EXERCISE AIM: Convert the lines from the one containing "form (236, 163)?" through the one containing "Target: white soccer cleat", inclusive, into a Markdown table with the columns Number and Line, omitting any blank lines.

──────────

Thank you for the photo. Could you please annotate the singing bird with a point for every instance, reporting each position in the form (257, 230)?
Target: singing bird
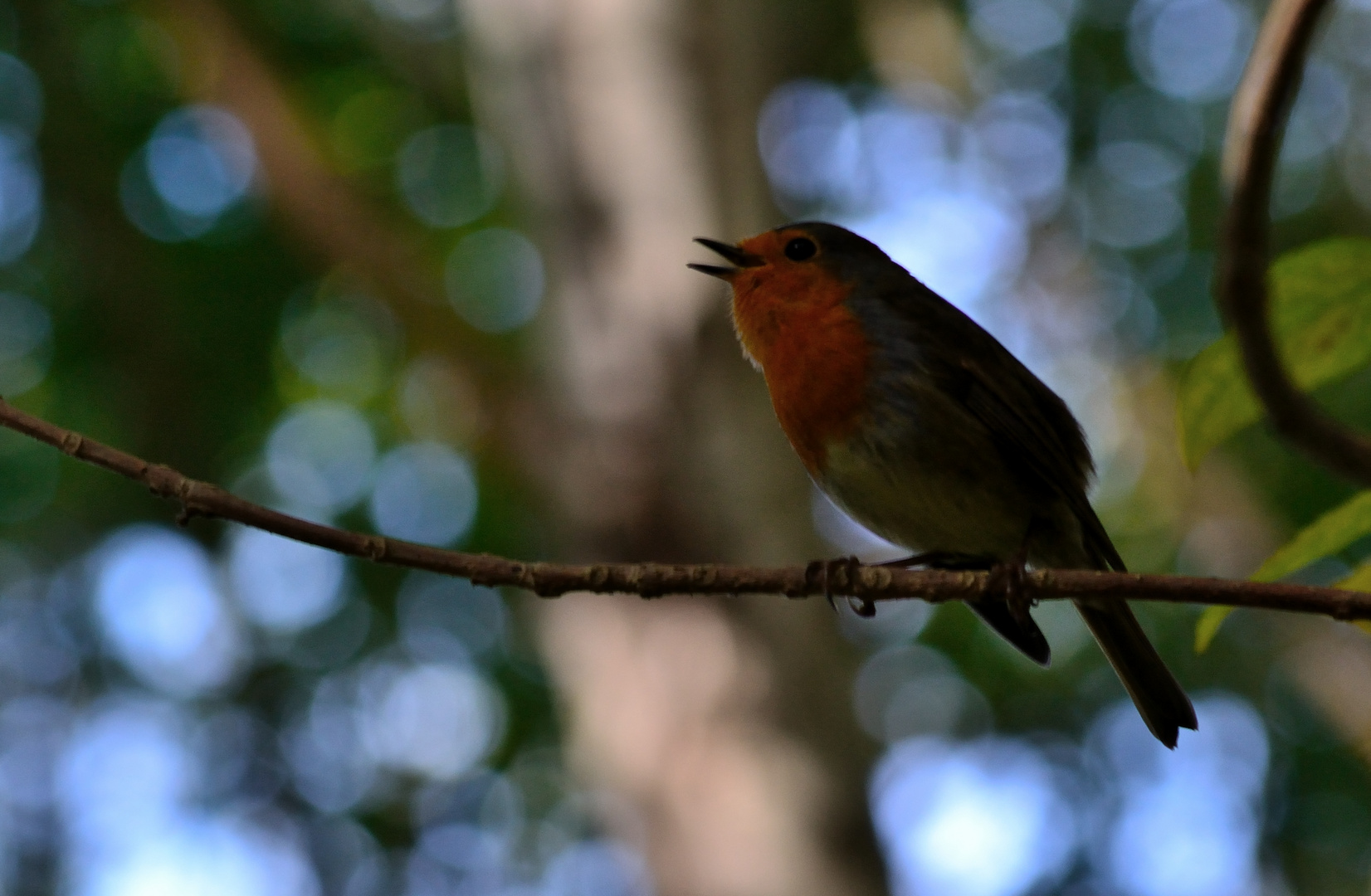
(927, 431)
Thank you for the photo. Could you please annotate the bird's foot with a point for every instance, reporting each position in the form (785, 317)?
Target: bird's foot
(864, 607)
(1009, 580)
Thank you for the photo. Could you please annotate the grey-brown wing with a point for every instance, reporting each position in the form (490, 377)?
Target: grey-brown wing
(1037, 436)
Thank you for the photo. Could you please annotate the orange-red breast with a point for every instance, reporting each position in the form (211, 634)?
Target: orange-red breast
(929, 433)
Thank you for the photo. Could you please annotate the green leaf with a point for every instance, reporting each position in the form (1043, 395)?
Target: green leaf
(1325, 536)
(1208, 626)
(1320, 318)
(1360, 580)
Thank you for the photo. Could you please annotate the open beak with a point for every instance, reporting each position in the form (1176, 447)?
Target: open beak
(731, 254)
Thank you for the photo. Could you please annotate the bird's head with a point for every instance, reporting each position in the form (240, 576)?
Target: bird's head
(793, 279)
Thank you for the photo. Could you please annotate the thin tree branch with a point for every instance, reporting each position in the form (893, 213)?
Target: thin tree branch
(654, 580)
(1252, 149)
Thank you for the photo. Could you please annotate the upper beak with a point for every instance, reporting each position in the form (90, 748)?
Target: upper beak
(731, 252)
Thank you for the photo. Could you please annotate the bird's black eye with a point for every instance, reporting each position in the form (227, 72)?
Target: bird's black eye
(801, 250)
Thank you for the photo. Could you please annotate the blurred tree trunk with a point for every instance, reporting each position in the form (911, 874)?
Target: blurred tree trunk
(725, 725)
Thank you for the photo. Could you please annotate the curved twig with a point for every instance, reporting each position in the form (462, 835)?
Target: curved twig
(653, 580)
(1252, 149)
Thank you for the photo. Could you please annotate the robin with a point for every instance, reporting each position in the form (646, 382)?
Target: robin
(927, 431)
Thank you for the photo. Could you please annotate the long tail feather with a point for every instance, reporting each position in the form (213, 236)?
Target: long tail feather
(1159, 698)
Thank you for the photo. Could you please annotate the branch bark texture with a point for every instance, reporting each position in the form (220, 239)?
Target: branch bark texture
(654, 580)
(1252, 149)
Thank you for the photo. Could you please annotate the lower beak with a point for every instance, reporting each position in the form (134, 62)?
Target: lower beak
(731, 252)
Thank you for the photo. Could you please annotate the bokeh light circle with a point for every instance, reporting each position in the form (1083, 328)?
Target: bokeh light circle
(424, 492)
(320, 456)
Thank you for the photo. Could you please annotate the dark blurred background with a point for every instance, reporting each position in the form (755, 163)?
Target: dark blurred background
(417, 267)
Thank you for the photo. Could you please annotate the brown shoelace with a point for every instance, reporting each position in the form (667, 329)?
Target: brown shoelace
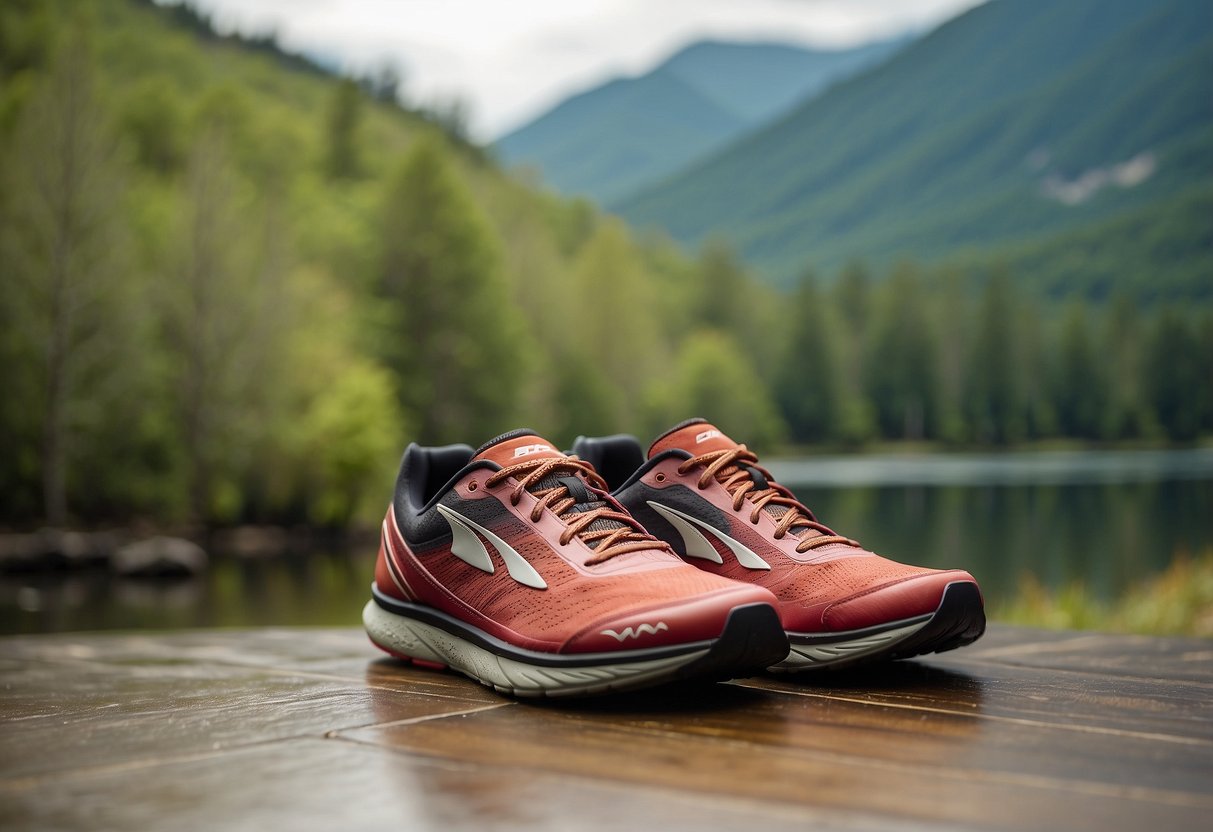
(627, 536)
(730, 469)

──────────

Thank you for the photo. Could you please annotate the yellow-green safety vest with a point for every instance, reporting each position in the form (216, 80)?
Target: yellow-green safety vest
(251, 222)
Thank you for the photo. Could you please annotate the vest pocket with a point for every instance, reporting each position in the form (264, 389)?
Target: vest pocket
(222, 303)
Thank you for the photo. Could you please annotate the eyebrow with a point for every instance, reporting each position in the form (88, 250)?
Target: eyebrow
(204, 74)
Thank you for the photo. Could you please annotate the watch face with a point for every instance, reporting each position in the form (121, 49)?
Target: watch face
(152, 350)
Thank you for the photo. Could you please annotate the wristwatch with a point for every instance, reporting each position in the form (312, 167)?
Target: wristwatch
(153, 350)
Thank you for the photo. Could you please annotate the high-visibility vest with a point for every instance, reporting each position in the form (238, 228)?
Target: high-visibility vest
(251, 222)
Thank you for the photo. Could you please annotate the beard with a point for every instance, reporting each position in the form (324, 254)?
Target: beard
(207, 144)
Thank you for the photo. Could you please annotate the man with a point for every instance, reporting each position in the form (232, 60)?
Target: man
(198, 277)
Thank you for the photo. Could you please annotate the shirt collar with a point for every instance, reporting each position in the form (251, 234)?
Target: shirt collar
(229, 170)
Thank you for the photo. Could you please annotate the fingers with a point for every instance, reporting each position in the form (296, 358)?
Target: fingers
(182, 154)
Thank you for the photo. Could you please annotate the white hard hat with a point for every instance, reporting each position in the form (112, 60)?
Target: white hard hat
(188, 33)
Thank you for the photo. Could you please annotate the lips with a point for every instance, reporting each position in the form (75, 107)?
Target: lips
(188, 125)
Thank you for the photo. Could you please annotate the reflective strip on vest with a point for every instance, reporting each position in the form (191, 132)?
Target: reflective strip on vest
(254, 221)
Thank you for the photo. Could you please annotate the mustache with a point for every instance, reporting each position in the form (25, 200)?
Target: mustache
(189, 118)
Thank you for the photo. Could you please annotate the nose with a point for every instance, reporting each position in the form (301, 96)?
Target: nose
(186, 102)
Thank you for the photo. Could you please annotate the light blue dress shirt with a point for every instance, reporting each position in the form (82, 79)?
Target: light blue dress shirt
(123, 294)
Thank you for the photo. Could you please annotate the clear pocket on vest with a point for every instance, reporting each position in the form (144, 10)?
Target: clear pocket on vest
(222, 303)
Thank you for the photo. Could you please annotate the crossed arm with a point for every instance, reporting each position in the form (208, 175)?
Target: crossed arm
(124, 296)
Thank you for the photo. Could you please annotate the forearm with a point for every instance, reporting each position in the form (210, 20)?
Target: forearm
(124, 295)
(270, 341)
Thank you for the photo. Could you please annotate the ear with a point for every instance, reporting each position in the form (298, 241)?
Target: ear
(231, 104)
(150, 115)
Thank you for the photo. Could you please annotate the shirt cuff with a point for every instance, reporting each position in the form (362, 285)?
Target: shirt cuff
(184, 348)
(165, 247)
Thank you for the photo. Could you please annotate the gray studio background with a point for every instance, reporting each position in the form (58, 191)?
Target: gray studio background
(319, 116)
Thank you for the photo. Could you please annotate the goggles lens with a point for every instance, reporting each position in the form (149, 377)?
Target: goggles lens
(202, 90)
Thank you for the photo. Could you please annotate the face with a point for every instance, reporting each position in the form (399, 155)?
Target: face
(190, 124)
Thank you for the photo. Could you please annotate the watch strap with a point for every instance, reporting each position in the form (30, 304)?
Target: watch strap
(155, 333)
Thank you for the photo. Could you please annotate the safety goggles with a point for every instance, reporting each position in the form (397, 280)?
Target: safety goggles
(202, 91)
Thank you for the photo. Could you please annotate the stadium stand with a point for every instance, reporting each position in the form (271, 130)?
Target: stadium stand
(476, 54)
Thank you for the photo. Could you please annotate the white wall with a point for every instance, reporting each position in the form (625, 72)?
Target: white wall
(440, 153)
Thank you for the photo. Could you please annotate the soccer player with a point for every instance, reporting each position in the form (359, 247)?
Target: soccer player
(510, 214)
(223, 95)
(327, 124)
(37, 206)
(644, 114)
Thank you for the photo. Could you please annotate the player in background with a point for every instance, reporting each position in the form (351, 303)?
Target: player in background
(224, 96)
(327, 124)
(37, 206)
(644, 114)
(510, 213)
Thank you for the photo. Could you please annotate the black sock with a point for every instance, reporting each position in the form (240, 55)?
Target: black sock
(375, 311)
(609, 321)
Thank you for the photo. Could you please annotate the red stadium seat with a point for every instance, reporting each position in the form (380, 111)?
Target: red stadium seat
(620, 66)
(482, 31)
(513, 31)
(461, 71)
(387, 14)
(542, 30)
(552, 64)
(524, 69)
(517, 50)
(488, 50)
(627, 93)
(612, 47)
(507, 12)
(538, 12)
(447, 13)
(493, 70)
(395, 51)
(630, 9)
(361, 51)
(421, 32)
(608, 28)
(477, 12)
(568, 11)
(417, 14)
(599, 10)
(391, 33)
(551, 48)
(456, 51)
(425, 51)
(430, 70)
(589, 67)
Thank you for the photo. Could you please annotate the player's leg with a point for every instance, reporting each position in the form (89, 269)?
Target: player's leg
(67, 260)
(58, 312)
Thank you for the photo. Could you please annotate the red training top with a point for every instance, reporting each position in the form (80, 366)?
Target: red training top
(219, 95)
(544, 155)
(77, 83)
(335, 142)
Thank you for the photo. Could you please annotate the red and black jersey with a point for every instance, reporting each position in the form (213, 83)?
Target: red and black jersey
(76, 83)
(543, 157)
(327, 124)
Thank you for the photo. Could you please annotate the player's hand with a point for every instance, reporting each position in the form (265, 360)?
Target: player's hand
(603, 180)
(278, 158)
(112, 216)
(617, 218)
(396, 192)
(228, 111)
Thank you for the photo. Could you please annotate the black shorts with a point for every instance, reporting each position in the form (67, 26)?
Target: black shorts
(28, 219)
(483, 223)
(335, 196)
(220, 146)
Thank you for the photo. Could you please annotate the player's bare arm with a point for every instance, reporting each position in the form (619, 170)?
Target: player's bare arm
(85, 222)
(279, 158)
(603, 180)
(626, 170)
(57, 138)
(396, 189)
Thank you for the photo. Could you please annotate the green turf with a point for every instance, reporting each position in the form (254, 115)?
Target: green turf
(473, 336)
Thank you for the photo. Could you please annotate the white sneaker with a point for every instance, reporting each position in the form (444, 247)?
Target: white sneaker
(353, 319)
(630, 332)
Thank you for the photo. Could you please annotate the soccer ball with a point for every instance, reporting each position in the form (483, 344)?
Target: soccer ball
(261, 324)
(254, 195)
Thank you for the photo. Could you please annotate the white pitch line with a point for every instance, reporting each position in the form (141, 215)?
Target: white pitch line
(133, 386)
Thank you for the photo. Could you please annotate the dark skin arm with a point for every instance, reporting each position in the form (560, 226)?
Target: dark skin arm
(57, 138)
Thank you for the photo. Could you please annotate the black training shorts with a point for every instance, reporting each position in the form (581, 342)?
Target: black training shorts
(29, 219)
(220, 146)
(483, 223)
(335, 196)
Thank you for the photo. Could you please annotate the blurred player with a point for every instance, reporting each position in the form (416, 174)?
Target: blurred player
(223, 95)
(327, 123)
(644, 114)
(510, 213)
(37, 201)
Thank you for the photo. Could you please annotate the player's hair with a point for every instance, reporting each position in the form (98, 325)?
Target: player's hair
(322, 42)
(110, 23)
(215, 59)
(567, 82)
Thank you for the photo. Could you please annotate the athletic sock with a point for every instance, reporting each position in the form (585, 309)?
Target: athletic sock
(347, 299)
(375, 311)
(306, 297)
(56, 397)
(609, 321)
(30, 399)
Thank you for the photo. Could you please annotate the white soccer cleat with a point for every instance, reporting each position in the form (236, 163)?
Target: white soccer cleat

──────────

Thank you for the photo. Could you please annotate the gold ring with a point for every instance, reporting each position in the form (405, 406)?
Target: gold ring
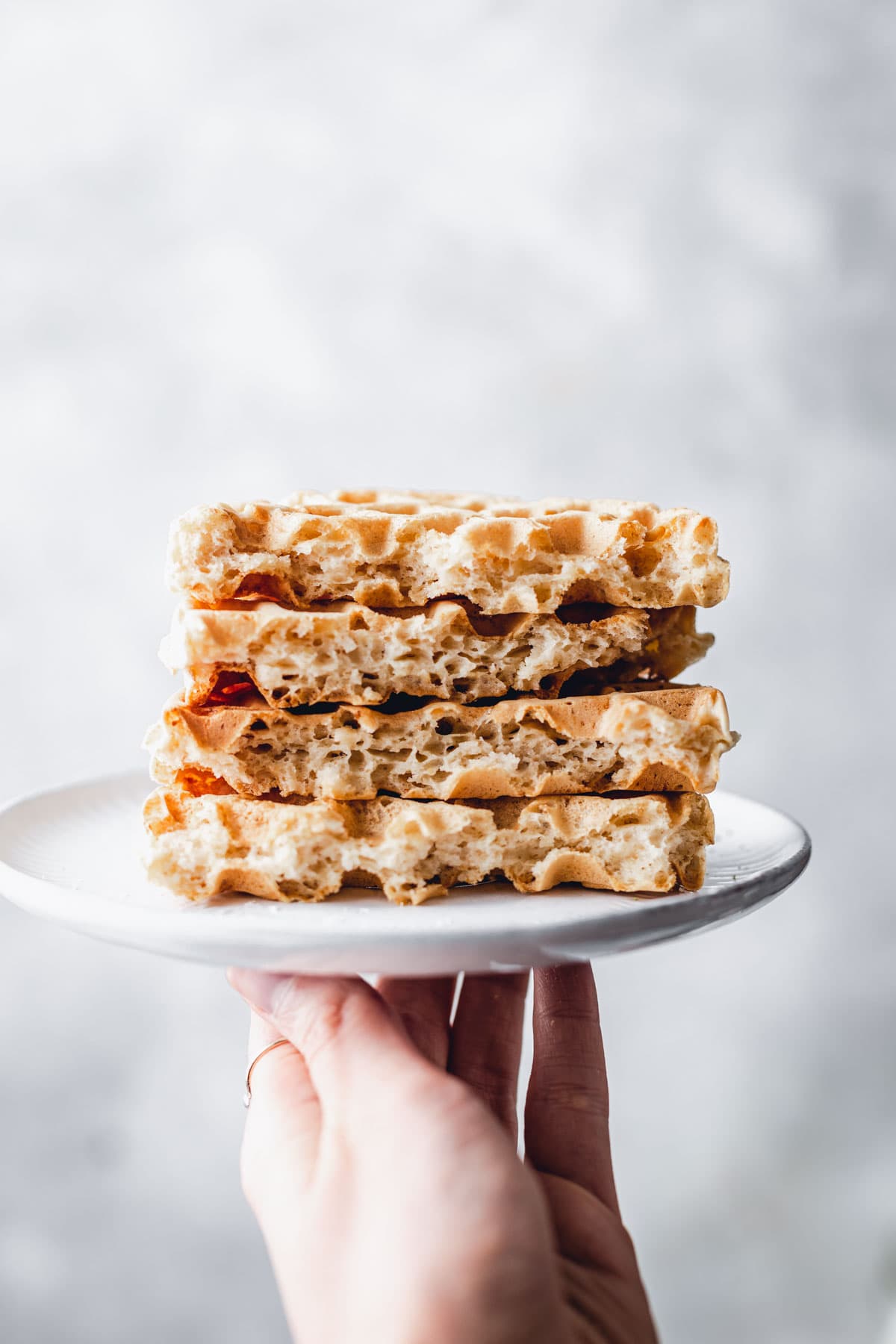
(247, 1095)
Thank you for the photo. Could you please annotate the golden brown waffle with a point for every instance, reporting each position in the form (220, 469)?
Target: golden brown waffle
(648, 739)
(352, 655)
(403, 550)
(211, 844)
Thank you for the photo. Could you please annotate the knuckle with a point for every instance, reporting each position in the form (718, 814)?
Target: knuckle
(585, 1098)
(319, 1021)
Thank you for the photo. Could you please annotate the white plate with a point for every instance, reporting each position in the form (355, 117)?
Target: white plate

──────────

EXERCISE ANSWER:
| Number | Line |
|---|---|
| 1 | Thank you for the photo. Could you please annotate the white soccer cleat with a point for every instance, reporting each position in the form (236, 163)? |
| 2 | Target: white soccer cleat |